Excerpts from a point labeling dataset:
* * * * *

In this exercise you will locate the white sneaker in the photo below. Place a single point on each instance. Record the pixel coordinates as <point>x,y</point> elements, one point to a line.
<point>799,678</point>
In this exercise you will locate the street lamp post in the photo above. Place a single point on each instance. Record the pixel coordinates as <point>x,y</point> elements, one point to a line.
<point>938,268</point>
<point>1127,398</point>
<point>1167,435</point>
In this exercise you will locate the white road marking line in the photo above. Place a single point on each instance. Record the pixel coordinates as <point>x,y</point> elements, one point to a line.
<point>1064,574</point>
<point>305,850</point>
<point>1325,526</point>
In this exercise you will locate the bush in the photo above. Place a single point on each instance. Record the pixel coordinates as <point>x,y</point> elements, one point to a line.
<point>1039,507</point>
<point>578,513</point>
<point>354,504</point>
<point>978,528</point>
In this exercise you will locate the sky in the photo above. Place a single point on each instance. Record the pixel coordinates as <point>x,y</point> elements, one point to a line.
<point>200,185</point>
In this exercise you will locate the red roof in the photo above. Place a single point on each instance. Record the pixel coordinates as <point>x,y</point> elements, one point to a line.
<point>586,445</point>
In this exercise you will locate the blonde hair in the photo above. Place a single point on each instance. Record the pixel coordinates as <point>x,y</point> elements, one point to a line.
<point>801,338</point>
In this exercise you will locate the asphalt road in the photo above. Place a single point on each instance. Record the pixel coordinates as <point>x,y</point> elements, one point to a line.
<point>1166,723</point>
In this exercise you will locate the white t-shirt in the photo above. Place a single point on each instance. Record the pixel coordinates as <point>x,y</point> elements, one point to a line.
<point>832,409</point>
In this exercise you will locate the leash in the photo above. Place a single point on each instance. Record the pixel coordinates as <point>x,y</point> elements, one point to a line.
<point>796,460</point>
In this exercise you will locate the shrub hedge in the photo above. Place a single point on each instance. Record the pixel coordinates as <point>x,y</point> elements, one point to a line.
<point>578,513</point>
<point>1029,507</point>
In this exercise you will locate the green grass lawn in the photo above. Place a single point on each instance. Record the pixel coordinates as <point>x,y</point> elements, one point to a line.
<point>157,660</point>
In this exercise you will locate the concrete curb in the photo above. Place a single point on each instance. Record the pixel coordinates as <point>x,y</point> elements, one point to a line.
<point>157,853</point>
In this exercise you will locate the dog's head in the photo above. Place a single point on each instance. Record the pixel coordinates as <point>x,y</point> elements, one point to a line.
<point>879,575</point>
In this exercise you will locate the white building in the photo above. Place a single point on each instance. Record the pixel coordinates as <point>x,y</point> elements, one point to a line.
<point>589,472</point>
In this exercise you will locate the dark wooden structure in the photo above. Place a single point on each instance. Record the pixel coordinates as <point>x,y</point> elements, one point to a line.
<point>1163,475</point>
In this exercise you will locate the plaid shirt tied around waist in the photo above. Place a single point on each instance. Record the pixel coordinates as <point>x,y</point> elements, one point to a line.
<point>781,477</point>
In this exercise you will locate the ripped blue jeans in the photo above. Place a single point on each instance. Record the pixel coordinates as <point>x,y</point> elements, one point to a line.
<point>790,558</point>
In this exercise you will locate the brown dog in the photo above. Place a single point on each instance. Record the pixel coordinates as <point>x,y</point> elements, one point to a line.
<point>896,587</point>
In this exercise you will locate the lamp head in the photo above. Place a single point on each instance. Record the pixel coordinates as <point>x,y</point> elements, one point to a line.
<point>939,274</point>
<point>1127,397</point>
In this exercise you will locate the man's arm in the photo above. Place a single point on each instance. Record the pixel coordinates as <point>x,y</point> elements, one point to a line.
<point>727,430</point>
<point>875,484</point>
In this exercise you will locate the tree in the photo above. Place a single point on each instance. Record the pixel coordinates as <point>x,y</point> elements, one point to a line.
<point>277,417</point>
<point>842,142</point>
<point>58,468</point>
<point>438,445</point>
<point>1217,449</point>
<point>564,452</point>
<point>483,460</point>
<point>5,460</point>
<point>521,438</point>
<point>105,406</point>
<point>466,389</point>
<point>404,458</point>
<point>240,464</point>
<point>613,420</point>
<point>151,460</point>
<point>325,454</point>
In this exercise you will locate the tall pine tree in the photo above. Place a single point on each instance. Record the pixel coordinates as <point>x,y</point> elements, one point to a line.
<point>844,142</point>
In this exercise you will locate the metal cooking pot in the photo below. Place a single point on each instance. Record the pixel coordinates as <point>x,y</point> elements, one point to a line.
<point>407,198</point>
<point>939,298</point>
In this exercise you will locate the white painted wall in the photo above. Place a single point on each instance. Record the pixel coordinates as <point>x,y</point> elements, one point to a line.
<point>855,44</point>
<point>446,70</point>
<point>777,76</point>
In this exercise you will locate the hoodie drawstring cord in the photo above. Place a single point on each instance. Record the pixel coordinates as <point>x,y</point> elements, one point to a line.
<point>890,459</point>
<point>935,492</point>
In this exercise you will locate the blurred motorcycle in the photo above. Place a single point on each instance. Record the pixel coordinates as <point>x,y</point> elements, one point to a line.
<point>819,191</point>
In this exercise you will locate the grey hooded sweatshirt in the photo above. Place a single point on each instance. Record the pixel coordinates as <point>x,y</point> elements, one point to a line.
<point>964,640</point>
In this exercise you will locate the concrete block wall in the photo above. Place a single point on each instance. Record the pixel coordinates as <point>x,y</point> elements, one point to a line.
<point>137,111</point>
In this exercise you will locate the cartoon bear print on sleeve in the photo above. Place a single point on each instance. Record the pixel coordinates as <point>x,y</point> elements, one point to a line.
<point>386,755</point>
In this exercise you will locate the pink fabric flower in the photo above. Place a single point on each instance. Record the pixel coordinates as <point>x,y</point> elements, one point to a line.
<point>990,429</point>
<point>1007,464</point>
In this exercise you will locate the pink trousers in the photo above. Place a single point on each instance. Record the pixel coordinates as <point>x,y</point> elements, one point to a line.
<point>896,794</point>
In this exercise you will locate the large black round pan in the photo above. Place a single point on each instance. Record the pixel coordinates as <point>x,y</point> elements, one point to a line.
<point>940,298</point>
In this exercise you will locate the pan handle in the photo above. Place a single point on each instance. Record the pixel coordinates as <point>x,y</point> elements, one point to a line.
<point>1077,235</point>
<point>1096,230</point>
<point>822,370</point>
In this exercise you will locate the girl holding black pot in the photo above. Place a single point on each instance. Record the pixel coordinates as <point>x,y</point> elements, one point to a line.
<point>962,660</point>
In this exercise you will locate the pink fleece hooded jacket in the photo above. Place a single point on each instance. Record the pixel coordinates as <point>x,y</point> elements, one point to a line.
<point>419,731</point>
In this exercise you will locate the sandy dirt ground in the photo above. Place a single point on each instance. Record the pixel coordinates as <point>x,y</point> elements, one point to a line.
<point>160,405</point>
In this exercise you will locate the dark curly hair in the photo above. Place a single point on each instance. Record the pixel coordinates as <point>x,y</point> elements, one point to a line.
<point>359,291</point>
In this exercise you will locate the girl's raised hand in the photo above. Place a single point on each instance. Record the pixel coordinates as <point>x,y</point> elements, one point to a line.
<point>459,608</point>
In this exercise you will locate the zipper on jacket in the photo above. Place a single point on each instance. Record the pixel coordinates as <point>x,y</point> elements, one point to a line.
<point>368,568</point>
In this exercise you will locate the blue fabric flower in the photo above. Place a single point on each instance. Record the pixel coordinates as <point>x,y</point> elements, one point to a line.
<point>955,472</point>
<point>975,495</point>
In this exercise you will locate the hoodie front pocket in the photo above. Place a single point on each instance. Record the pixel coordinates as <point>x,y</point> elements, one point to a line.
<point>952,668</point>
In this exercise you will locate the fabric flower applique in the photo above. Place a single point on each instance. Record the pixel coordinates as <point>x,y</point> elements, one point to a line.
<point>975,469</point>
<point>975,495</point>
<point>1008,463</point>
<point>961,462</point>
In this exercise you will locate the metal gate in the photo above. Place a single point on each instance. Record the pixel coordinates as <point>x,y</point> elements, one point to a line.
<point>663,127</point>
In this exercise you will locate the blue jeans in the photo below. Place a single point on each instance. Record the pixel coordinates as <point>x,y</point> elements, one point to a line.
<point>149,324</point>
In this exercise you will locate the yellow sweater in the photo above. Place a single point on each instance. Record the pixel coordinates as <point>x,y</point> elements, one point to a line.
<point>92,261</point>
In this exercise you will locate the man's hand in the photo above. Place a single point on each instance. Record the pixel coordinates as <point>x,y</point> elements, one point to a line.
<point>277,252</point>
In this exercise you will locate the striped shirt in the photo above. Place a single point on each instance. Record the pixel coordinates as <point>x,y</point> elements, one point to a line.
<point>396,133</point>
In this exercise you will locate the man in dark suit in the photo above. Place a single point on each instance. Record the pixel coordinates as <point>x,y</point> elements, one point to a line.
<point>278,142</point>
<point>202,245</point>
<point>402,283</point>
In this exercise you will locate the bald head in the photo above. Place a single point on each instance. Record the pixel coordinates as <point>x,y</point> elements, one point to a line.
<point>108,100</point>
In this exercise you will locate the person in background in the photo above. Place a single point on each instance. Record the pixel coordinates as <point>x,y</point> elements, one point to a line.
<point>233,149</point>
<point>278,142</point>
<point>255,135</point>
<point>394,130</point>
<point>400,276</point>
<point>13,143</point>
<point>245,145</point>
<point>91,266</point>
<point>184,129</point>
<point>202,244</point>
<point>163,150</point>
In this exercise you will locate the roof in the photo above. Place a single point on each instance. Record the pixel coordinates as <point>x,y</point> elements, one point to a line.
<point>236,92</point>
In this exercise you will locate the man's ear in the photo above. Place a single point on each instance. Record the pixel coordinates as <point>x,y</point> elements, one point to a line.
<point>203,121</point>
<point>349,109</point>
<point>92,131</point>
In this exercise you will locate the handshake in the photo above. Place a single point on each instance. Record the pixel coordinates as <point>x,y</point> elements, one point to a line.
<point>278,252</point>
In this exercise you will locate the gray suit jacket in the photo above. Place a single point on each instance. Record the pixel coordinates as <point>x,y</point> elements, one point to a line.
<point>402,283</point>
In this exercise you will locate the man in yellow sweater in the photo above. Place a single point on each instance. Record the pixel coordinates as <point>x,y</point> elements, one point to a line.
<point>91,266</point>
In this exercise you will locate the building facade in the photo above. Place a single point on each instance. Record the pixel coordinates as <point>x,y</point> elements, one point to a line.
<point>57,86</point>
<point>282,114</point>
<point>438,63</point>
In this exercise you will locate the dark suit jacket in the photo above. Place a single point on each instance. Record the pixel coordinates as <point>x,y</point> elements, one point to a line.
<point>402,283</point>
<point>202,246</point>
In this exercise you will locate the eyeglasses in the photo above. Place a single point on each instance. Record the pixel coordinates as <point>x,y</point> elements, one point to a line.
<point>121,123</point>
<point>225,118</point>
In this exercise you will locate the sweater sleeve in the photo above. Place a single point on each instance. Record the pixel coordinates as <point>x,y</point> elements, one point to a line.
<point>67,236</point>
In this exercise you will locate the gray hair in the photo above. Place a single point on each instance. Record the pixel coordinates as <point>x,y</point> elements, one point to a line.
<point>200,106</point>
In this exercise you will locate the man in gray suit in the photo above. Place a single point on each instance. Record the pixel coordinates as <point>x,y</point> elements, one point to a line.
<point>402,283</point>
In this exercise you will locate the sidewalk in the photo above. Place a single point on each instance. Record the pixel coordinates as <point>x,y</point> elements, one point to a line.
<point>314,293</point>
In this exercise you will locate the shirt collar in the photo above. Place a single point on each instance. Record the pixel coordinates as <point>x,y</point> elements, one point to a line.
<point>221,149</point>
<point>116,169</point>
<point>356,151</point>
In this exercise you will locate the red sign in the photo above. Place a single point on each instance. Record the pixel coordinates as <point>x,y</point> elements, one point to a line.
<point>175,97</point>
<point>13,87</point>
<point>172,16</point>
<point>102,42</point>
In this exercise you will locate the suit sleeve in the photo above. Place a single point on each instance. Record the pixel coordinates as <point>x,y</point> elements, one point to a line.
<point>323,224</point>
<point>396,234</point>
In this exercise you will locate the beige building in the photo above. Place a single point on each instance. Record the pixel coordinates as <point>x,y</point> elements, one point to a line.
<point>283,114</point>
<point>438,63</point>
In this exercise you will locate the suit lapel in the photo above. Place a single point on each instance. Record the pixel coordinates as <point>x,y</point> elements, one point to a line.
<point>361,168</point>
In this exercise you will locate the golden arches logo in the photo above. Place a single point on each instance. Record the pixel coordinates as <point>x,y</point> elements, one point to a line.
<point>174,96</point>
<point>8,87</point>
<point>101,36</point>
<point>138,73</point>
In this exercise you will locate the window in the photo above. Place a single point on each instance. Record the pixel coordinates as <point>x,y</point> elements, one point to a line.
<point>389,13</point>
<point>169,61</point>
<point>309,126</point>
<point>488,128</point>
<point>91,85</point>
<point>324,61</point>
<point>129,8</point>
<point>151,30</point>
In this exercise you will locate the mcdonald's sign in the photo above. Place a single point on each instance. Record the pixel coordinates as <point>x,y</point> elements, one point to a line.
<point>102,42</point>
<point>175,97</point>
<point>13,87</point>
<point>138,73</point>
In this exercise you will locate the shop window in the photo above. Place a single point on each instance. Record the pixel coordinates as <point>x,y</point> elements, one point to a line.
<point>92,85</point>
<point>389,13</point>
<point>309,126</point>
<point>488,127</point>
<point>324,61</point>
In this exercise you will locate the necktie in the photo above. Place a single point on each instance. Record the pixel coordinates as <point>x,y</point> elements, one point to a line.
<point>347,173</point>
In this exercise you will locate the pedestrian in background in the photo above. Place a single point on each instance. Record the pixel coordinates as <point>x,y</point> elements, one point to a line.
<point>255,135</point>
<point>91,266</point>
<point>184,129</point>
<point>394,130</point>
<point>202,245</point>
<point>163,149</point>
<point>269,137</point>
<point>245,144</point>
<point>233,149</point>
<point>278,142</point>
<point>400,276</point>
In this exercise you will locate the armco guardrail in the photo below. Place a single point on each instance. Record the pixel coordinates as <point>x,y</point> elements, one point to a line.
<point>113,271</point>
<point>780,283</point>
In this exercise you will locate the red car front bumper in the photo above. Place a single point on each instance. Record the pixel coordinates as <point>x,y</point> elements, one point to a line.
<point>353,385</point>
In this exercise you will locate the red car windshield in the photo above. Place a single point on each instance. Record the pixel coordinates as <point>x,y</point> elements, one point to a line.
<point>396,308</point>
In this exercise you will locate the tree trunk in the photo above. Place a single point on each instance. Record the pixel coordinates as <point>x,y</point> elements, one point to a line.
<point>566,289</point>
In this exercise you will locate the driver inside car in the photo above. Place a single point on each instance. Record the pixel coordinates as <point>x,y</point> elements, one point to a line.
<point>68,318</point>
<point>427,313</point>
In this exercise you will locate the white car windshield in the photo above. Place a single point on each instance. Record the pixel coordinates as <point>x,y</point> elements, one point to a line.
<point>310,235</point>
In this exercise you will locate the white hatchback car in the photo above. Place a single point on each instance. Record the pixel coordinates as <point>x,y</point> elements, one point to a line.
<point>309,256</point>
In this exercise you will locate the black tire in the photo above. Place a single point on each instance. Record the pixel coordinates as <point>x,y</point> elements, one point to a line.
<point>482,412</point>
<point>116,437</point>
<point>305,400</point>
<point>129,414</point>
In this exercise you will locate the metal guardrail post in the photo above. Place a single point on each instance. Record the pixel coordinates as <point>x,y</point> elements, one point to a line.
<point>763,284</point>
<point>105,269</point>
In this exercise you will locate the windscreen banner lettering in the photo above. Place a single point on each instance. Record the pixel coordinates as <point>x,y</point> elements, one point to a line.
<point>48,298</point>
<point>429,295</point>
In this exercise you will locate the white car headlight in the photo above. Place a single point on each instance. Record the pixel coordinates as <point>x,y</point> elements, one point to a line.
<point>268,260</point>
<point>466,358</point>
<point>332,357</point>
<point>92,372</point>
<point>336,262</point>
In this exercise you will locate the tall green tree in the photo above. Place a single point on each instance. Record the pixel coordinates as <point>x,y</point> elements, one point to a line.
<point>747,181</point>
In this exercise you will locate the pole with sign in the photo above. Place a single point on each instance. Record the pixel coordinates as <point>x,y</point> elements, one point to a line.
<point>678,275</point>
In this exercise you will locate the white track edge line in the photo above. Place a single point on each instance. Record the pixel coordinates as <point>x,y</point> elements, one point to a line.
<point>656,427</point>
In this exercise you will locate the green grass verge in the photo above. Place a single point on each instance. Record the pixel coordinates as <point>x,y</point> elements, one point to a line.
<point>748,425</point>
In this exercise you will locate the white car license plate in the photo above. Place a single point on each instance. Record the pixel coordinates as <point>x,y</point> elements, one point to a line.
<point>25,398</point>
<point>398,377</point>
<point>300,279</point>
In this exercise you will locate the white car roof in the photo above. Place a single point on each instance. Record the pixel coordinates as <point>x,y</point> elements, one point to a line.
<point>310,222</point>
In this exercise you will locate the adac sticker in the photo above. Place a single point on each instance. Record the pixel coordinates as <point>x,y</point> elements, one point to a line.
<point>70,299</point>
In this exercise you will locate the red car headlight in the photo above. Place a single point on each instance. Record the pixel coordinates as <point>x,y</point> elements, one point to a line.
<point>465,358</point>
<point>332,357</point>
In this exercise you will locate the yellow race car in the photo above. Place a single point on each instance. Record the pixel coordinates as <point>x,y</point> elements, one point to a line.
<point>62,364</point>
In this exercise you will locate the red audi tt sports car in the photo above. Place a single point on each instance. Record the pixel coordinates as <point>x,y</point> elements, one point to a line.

* * * * *

Can you reproduce everything from the line containing "In this exercise you will locate the white car windshield" down to the line containing "<point>309,256</point>", with "white" swapped for "silver" and the rest unchanged?

In this exercise you will locate the silver car windshield in the photo above. Place a single point on each instance. Record the pixel coordinates as <point>x,y</point> elements, one point to a line.
<point>310,235</point>
In this exercise you will locate the silver hatchback car in the photo above. Place a single point on each instance. Record the pixel coordinates as <point>x,y</point> elements, one point to a line.
<point>309,256</point>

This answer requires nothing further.